▶ _Task directions_: Collect every line in the entries below that contains the word "screen".

▶ _Detection examples_:

......

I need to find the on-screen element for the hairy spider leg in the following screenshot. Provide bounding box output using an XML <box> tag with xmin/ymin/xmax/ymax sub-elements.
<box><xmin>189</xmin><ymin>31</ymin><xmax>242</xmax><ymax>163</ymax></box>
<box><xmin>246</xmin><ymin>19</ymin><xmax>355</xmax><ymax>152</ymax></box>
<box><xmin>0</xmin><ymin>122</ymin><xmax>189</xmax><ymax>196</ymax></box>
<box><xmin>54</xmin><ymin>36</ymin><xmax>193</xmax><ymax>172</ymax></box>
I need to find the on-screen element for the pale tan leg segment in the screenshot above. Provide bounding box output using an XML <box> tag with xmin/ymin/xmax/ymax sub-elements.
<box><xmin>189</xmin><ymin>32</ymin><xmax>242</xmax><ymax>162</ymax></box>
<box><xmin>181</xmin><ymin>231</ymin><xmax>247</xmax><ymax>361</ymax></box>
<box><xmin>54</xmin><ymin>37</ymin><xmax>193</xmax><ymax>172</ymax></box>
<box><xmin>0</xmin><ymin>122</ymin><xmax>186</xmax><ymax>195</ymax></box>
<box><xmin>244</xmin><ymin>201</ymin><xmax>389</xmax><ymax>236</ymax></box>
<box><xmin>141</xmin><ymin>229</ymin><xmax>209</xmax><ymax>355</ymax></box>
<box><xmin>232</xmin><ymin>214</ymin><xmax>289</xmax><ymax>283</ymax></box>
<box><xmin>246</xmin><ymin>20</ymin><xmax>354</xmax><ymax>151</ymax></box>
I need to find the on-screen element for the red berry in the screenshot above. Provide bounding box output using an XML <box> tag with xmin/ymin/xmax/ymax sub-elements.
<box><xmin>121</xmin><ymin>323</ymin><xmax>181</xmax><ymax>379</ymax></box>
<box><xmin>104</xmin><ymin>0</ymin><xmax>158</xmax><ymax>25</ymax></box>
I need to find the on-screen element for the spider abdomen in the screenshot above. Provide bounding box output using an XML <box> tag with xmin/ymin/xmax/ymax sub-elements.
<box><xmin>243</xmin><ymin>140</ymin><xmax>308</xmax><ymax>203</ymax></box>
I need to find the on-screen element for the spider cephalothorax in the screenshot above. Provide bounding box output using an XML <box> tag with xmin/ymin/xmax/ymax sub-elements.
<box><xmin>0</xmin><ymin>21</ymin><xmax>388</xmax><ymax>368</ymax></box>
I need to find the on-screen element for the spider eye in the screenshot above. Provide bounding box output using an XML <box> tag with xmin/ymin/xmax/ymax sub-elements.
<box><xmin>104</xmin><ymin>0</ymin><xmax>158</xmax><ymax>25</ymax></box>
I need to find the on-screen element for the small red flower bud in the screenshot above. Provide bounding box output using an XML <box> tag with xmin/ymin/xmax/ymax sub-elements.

......

▶ _Full solution_:
I need to find the on-screen element for the hairy spider leg in the following screenshot. Provide bounding box output using an XML <box> tag with xmin/ymin/xmax/ymax sub-elements.
I need to find the on-screen element for the pale tan leg segment in the screenshot above. Provide bounding box output using an XML <box> tag with xmin/ymin/xmax/ymax sub-elements.
I need to find the on-screen element for the red berry in the screenshot above. Provide bounding box output using an XML <box> tag with xmin/ymin/xmax/ymax sub-elements.
I need to find the on-screen element for the spider abdomen in the screenshot above. Provide bounding box output using an XML <box> tag with xmin/ymin/xmax/ymax sub-elements.
I need to find the on-screen element for the spider cephalothorax in the screenshot above. Provide bounding box output using an XML <box> tag with xmin/ymin/xmax/ymax sub-elements.
I need to find the on-screen element for the spider eye in the screenshot above. Provide bounding box output using an XML <box> tag with xmin/ymin/xmax/ymax sub-elements.
I need to find the on-screen element for the small red flower bud in the screenshot above. Provide bounding box output using an XML <box> tag with xmin/ymin/xmax/ymax sub-elements.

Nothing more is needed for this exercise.